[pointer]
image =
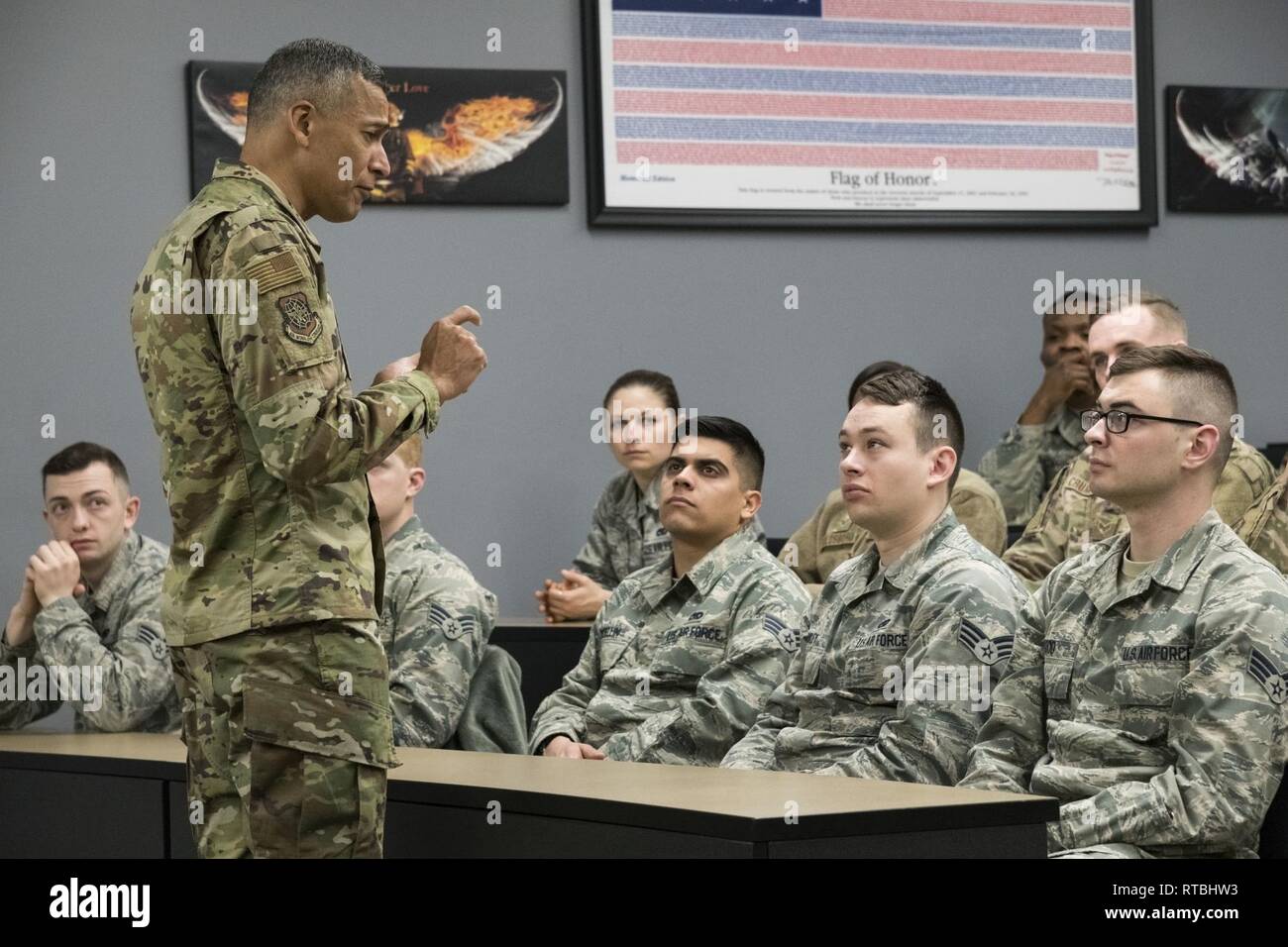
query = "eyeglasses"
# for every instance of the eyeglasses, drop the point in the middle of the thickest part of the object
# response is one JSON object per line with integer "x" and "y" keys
{"x": 1117, "y": 421}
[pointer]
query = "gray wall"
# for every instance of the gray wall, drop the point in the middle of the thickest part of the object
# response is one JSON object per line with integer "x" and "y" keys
{"x": 101, "y": 86}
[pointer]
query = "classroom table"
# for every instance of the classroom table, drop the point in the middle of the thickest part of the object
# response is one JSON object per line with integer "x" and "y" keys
{"x": 123, "y": 795}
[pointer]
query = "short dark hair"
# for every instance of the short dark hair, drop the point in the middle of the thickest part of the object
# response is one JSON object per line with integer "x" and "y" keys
{"x": 747, "y": 451}
{"x": 931, "y": 402}
{"x": 867, "y": 375}
{"x": 78, "y": 457}
{"x": 1201, "y": 385}
{"x": 1087, "y": 302}
{"x": 313, "y": 68}
{"x": 660, "y": 382}
{"x": 1162, "y": 308}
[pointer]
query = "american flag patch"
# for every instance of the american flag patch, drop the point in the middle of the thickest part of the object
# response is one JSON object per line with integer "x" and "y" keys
{"x": 275, "y": 270}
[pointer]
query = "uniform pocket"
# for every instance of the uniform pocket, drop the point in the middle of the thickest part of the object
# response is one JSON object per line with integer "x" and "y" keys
{"x": 1055, "y": 678}
{"x": 348, "y": 728}
{"x": 317, "y": 770}
{"x": 688, "y": 657}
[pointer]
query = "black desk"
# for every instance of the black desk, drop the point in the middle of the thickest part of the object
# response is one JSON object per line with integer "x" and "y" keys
{"x": 123, "y": 795}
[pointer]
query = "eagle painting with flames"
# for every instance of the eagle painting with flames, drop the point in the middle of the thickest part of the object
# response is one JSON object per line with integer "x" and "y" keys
{"x": 428, "y": 161}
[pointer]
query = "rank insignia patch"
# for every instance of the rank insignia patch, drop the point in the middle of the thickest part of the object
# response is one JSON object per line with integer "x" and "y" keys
{"x": 785, "y": 634}
{"x": 987, "y": 650}
{"x": 1261, "y": 668}
{"x": 452, "y": 626}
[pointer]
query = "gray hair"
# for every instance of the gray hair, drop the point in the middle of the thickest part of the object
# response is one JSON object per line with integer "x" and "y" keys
{"x": 316, "y": 69}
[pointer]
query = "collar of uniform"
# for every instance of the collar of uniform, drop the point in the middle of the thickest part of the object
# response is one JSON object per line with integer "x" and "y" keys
{"x": 406, "y": 531}
{"x": 116, "y": 574}
{"x": 1069, "y": 424}
{"x": 704, "y": 574}
{"x": 1172, "y": 570}
{"x": 240, "y": 169}
{"x": 836, "y": 518}
{"x": 867, "y": 577}
{"x": 652, "y": 496}
{"x": 631, "y": 499}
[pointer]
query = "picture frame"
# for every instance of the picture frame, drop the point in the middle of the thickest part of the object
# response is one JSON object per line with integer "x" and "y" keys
{"x": 698, "y": 94}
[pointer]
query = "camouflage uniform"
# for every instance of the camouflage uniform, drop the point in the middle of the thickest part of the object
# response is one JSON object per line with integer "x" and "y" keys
{"x": 859, "y": 696}
{"x": 434, "y": 626}
{"x": 1151, "y": 707}
{"x": 1072, "y": 518}
{"x": 626, "y": 532}
{"x": 265, "y": 450}
{"x": 675, "y": 672}
{"x": 115, "y": 626}
{"x": 1026, "y": 460}
{"x": 1265, "y": 526}
{"x": 828, "y": 538}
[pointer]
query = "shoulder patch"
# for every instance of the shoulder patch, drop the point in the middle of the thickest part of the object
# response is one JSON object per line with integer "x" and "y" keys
{"x": 786, "y": 634}
{"x": 987, "y": 650}
{"x": 1270, "y": 678}
{"x": 451, "y": 626}
{"x": 155, "y": 642}
{"x": 273, "y": 272}
{"x": 297, "y": 320}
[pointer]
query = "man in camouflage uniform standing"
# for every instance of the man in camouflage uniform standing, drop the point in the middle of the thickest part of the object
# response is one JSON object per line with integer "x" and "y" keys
{"x": 681, "y": 659}
{"x": 901, "y": 651}
{"x": 1146, "y": 689}
{"x": 1073, "y": 517}
{"x": 90, "y": 604}
{"x": 436, "y": 620}
{"x": 275, "y": 571}
{"x": 1046, "y": 437}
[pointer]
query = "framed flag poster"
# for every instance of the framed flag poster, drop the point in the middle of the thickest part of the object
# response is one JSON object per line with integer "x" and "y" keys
{"x": 870, "y": 112}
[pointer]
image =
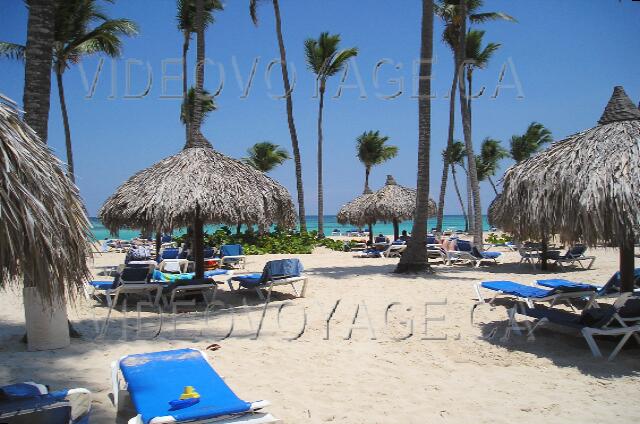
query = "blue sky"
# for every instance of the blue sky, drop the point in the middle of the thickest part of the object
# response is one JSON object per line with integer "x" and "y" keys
{"x": 563, "y": 57}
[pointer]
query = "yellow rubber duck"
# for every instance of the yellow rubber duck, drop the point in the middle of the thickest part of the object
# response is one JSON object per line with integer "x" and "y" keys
{"x": 189, "y": 393}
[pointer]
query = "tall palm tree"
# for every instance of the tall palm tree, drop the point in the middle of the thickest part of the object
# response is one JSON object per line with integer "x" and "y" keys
{"x": 525, "y": 145}
{"x": 325, "y": 60}
{"x": 449, "y": 13}
{"x": 415, "y": 257}
{"x": 207, "y": 103}
{"x": 265, "y": 156}
{"x": 186, "y": 24}
{"x": 253, "y": 11}
{"x": 491, "y": 153}
{"x": 454, "y": 155}
{"x": 372, "y": 150}
{"x": 75, "y": 36}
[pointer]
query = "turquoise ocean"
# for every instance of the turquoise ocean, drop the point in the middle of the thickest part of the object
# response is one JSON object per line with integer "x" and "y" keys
{"x": 454, "y": 222}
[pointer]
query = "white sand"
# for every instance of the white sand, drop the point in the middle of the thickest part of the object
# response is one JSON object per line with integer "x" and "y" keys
{"x": 462, "y": 379}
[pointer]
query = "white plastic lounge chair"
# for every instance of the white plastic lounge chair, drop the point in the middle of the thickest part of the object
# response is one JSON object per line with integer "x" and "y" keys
{"x": 576, "y": 254}
{"x": 156, "y": 380}
{"x": 275, "y": 273}
{"x": 621, "y": 319}
{"x": 31, "y": 402}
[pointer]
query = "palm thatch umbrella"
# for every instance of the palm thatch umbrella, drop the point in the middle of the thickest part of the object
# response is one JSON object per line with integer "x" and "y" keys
{"x": 585, "y": 188}
{"x": 197, "y": 186}
{"x": 44, "y": 232}
{"x": 394, "y": 203}
{"x": 353, "y": 212}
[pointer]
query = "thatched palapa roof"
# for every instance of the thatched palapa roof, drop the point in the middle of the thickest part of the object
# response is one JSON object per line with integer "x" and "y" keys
{"x": 392, "y": 202}
{"x": 226, "y": 191}
{"x": 584, "y": 188}
{"x": 44, "y": 231}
::::
- **REQUEST**: What comes back should match the records exactly, minus any pictures.

- **IN RESPONSE**:
[pointer]
image =
query = "eyeglasses"
# for every instance of the eyeglasses, drop the point in the middle of the thickest part of the object
# response is one JSON object per line with integer "x" and "y" keys
{"x": 1117, "y": 421}
[pointer]
query = "gray wall"
# for every instance of the gray wall, drop the point in the middle of the thickest part of the object
# response is one JSON object per line with integer "x" and "y" keys
{"x": 101, "y": 86}
[pointer]
query = "classroom table"
# for every instance of the classroom table, drop the point in the middle of the thickest part of the object
# response is one JSON object per line with integer "x" and "y" keys
{"x": 123, "y": 795}
[pointer]
query = "short dark hair"
# for every instance of the short dark hair, drop the point in the middle of the thickest part of the object
# response is one JSON object per line with integer "x" and "y" keys
{"x": 747, "y": 451}
{"x": 931, "y": 402}
{"x": 867, "y": 375}
{"x": 78, "y": 457}
{"x": 1201, "y": 385}
{"x": 1087, "y": 302}
{"x": 313, "y": 68}
{"x": 660, "y": 382}
{"x": 1162, "y": 308}
[pointer]
query = "american flag patch"
# for every instance of the american flag patch, drop the point in the middle of the thickest part of the object
# response is one JSON object per line with integer "x" and "y" keys
{"x": 275, "y": 270}
[pointer]
query = "uniform pocket"
# for every instance of the uniform pocket, drop the point in the middle of the thickest part of the object
# response is one JSON object per line with integer "x" and "y" keys
{"x": 1055, "y": 678}
{"x": 348, "y": 728}
{"x": 317, "y": 770}
{"x": 688, "y": 657}
[pointer]
query = "black desk"
# for every instance of the black desk, drop the point in the middle of the thickest part of the object
# response is one JSON object per line with integer "x" and "y" keys
{"x": 123, "y": 795}
[pointer]
query = "eagle painting with flames"
# for every instance of the eagle painting with flames, drop the point in the middle of the thickest part of the object
# response is one JSON object per line with integer "x" and "y" keys
{"x": 428, "y": 161}
[pointer]
query = "rank insignia patch"
# for every instance of the rank insignia patch, drop the point in the middle of the thickest part of the object
# response is one JSON object per line with integer "x" and "y" keys
{"x": 785, "y": 634}
{"x": 987, "y": 650}
{"x": 1261, "y": 668}
{"x": 452, "y": 626}
[pointer]
query = "gray hair"
# for every instance of the gray hair, drop the point in the middle of the thickest part of the object
# response is one JSON object per line with integer "x" and "y" keys
{"x": 316, "y": 69}
[pointer]
query = "collar of uniform"
# for every instance of the collar of uniform, drop the point in the middle of the thickest part of the object
# response is one JSON object per line with integer "x" and "y" keys
{"x": 406, "y": 531}
{"x": 116, "y": 574}
{"x": 1069, "y": 424}
{"x": 704, "y": 574}
{"x": 1172, "y": 570}
{"x": 240, "y": 169}
{"x": 836, "y": 518}
{"x": 867, "y": 577}
{"x": 652, "y": 496}
{"x": 631, "y": 499}
[pointer]
query = "picture frame"
# for every instance of the picture frame, drop the point in the middle of the thickest part of the object
# response is one JSON object per line with integer "x" and "y" keys
{"x": 698, "y": 94}
[pointer]
query = "camouflage uniform"
# for every instance of the camouflage uniform, drop the point in the middle of the thickest part of the object
# response is one JSON object per line with integer "x" and "y" keys
{"x": 859, "y": 696}
{"x": 434, "y": 626}
{"x": 1151, "y": 707}
{"x": 1072, "y": 518}
{"x": 626, "y": 532}
{"x": 265, "y": 450}
{"x": 675, "y": 672}
{"x": 115, "y": 626}
{"x": 1026, "y": 460}
{"x": 1265, "y": 526}
{"x": 828, "y": 538}
[pointer]
query = "shoulder patch"
# for every instance of the shoulder patch, drop the point in the middle of the thickest part of the object
# response is one JSON object per line with integer "x" and "y" keys
{"x": 786, "y": 634}
{"x": 987, "y": 650}
{"x": 1270, "y": 678}
{"x": 451, "y": 626}
{"x": 155, "y": 642}
{"x": 273, "y": 272}
{"x": 297, "y": 320}
[pointer]
query = "man in camouflage uniform standing"
# for every instance of the man in camouflage uniform standing, drop the point in the middle of the thickest part of the object
# response is one JSON object per line with integer "x" and "y" keys
{"x": 681, "y": 659}
{"x": 901, "y": 651}
{"x": 1146, "y": 689}
{"x": 1073, "y": 517}
{"x": 90, "y": 604}
{"x": 436, "y": 620}
{"x": 275, "y": 571}
{"x": 1046, "y": 437}
[pointer]
query = "framed flag poster"
# for every instance of the framed flag poster, drop the point in the middle of the thickest part of the object
# response is one JSON object per line with integer "x" and "y" keys
{"x": 870, "y": 112}
[pointer]
image =
query = "blue sky"
# for every instance of the blue sky, drop the point in the middle of the thickest part of the object
# response is one JSON object per line with integer "x" and "y" keys
{"x": 563, "y": 57}
[pointer]
query = "yellow rubber duck"
# for every instance of the yellow rubber duck, drop the point in the middle of the thickest part of the object
# response is one JSON object per line with integer "x" and "y" keys
{"x": 189, "y": 393}
[pointer]
query = "tall palm tree"
# for every instance of the tall palm tree, drop the point in the middle of the thickest part of the object
# response is one JSON object per line with integer "x" and "y" keys
{"x": 525, "y": 145}
{"x": 325, "y": 60}
{"x": 449, "y": 13}
{"x": 415, "y": 257}
{"x": 207, "y": 103}
{"x": 265, "y": 156}
{"x": 186, "y": 24}
{"x": 253, "y": 11}
{"x": 491, "y": 153}
{"x": 454, "y": 155}
{"x": 372, "y": 150}
{"x": 75, "y": 36}
[pointer]
query = "turquoise ocean"
# for every instance of the turquoise ocean, drop the point in the middle of the thickest part of the object
# response is one JSON object per line with integer "x" and "y" keys
{"x": 454, "y": 222}
[pointer]
query = "white sand"
# for every instance of the white sand, drop the point in the middle of the thickest part of the object
# response is one JSON object per line with integer "x" and "y" keys
{"x": 462, "y": 379}
[pointer]
query = "white plastic lounge chair"
# for every instance of the white plastic lounge chair, drop the point in the middle of the thickest part of the object
# response is one JSON object per line with integer "x" and "y" keys
{"x": 576, "y": 254}
{"x": 156, "y": 380}
{"x": 275, "y": 273}
{"x": 621, "y": 319}
{"x": 31, "y": 402}
[pointer]
query = "palm thatch umbrella"
# for every instance of the palm thatch umbrella, drop the point in the middle of the thickest part of the object
# response is one JSON object per line with integer "x" and "y" keys
{"x": 585, "y": 188}
{"x": 197, "y": 186}
{"x": 44, "y": 232}
{"x": 394, "y": 203}
{"x": 353, "y": 212}
[pointer]
query = "thatched palapa roof"
# for every instance of the thatched palapa roof, drop the point in the middle of the thickest part of the object
# response is one JSON object per line with integer "x" and "y" keys
{"x": 392, "y": 202}
{"x": 226, "y": 191}
{"x": 584, "y": 188}
{"x": 44, "y": 231}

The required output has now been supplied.